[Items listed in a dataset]
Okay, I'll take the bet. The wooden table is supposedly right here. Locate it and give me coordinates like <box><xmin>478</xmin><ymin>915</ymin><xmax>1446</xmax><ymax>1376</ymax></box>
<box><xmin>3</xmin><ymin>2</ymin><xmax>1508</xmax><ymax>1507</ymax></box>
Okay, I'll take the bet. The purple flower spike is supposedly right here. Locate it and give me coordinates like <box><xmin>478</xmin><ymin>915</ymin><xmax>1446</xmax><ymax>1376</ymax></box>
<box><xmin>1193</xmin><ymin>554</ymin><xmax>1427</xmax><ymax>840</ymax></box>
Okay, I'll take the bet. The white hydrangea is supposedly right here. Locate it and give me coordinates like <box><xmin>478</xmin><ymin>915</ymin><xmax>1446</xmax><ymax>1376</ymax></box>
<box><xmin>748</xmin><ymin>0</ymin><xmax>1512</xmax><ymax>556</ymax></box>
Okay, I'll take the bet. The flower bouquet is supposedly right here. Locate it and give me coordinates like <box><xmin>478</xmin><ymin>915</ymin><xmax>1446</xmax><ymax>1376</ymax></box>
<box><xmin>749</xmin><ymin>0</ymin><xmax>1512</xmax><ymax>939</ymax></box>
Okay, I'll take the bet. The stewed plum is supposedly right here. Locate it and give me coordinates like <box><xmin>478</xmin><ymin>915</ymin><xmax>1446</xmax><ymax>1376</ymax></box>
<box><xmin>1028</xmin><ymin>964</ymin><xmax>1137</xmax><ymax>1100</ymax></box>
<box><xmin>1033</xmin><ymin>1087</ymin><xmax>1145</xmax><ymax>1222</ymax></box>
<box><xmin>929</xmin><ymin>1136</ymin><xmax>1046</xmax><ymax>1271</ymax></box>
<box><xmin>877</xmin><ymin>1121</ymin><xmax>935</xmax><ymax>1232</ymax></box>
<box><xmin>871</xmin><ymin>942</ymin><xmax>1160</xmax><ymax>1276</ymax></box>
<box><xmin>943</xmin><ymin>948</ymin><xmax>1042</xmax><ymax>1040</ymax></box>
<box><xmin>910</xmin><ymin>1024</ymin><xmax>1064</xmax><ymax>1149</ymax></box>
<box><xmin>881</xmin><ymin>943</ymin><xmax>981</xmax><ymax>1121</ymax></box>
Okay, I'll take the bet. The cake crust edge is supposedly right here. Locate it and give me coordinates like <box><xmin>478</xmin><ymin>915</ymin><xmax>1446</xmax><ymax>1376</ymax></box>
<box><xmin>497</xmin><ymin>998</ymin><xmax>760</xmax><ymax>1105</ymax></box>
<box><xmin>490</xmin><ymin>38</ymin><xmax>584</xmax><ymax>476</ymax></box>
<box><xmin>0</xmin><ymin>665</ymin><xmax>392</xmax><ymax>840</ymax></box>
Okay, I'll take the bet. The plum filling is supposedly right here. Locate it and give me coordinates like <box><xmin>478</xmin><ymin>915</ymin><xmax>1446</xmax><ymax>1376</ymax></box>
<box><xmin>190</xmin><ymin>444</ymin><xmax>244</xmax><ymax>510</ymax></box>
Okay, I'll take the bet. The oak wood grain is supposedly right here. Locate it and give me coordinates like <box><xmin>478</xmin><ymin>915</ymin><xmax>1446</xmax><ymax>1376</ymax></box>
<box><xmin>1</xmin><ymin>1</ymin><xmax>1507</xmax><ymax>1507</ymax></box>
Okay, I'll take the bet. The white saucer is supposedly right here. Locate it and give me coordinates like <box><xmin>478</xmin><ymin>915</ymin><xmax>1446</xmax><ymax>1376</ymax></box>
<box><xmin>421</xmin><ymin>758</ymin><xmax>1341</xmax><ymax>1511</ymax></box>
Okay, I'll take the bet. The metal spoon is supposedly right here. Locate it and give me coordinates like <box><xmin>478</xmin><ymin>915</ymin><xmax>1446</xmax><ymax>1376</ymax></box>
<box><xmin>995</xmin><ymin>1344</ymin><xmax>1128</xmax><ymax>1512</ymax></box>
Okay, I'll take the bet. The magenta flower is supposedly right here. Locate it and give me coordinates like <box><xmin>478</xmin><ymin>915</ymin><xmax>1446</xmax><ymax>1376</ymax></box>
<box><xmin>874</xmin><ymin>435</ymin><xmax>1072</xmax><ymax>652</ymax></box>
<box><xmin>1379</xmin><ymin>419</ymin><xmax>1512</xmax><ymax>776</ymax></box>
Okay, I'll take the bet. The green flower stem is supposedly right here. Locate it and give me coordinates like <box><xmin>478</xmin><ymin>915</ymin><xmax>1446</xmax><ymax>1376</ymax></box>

» Your objective
Please write out every line of the data exactly.

» Solution for this exercise
Okay, I'll take the bet. The wooden table is supposedly right here. Locate it and give me coordinates like <box><xmin>478</xmin><ymin>915</ymin><xmax>1446</xmax><ymax>1376</ymax></box>
<box><xmin>3</xmin><ymin>2</ymin><xmax>1508</xmax><ymax>1507</ymax></box>
Okay, I'll take the bet. The purple flower spike is supposedly right here. Locate it and give me coordinates like <box><xmin>478</xmin><ymin>915</ymin><xmax>1446</xmax><ymax>1376</ymax></box>
<box><xmin>1193</xmin><ymin>554</ymin><xmax>1427</xmax><ymax>840</ymax></box>
Okay, I'll take the bet. The white hydrangea is supposedly right here. Locate it and give me coordinates like <box><xmin>478</xmin><ymin>915</ymin><xmax>1446</xmax><ymax>1376</ymax></box>
<box><xmin>748</xmin><ymin>0</ymin><xmax>1512</xmax><ymax>556</ymax></box>
Okay, I'll take the bet. The flower bouquet is supposedly right here. Locate it and give me coordinates like <box><xmin>478</xmin><ymin>915</ymin><xmax>1446</xmax><ymax>1376</ymax></box>
<box><xmin>749</xmin><ymin>0</ymin><xmax>1512</xmax><ymax>939</ymax></box>
Okay, I'll take the bet. The stewed plum is supposedly right here. Locate it and give me coordinates like <box><xmin>478</xmin><ymin>915</ymin><xmax>1446</xmax><ymax>1376</ymax></box>
<box><xmin>1028</xmin><ymin>964</ymin><xmax>1137</xmax><ymax>1100</ymax></box>
<box><xmin>1033</xmin><ymin>1087</ymin><xmax>1145</xmax><ymax>1222</ymax></box>
<box><xmin>929</xmin><ymin>1136</ymin><xmax>1046</xmax><ymax>1271</ymax></box>
<box><xmin>877</xmin><ymin>1121</ymin><xmax>935</xmax><ymax>1232</ymax></box>
<box><xmin>871</xmin><ymin>942</ymin><xmax>1160</xmax><ymax>1276</ymax></box>
<box><xmin>943</xmin><ymin>948</ymin><xmax>1042</xmax><ymax>1040</ymax></box>
<box><xmin>910</xmin><ymin>1024</ymin><xmax>1064</xmax><ymax>1149</ymax></box>
<box><xmin>881</xmin><ymin>943</ymin><xmax>981</xmax><ymax>1121</ymax></box>
Okay, I'll take the bet. The cake crust edge is supposedly right here. Locate it and give me coordinates like <box><xmin>478</xmin><ymin>915</ymin><xmax>1446</xmax><ymax>1376</ymax></box>
<box><xmin>497</xmin><ymin>998</ymin><xmax>760</xmax><ymax>1105</ymax></box>
<box><xmin>490</xmin><ymin>38</ymin><xmax>584</xmax><ymax>476</ymax></box>
<box><xmin>0</xmin><ymin>665</ymin><xmax>392</xmax><ymax>840</ymax></box>
Okay, I'll take the bet. The plum filling is supposedly right here. Locate it and give me coordinates like <box><xmin>478</xmin><ymin>915</ymin><xmax>1446</xmax><ymax>1376</ymax></box>
<box><xmin>190</xmin><ymin>444</ymin><xmax>244</xmax><ymax>510</ymax></box>
Okay, I'll take the bet. The oak wood grain is supposedly right here. Locate it and give me coordinates like <box><xmin>478</xmin><ymin>915</ymin><xmax>1446</xmax><ymax>1376</ymax></box>
<box><xmin>1</xmin><ymin>1</ymin><xmax>1507</xmax><ymax>1507</ymax></box>
Okay, I'll take the bet. The white saucer is supposedly right here. Locate it and give me coordinates like <box><xmin>478</xmin><ymin>915</ymin><xmax>1446</xmax><ymax>1376</ymax></box>
<box><xmin>421</xmin><ymin>758</ymin><xmax>1341</xmax><ymax>1511</ymax></box>
Okay, I'll take the bet. The metal spoon is supposedly right here. Locate it and give me coordinates like <box><xmin>478</xmin><ymin>915</ymin><xmax>1446</xmax><ymax>1376</ymax></box>
<box><xmin>995</xmin><ymin>1344</ymin><xmax>1128</xmax><ymax>1512</ymax></box>
Okay, I'll take the bet. The magenta flower is supposedly right here. Locate it and give me coordinates like <box><xmin>478</xmin><ymin>915</ymin><xmax>1446</xmax><ymax>1376</ymax></box>
<box><xmin>874</xmin><ymin>435</ymin><xmax>1072</xmax><ymax>652</ymax></box>
<box><xmin>1379</xmin><ymin>419</ymin><xmax>1512</xmax><ymax>776</ymax></box>
Okay, I'll take the bet. The green flower stem is supposedly right here. Locate it and give me coordinates like <box><xmin>478</xmin><ymin>915</ymin><xmax>1446</xmax><ymax>1376</ymax></box>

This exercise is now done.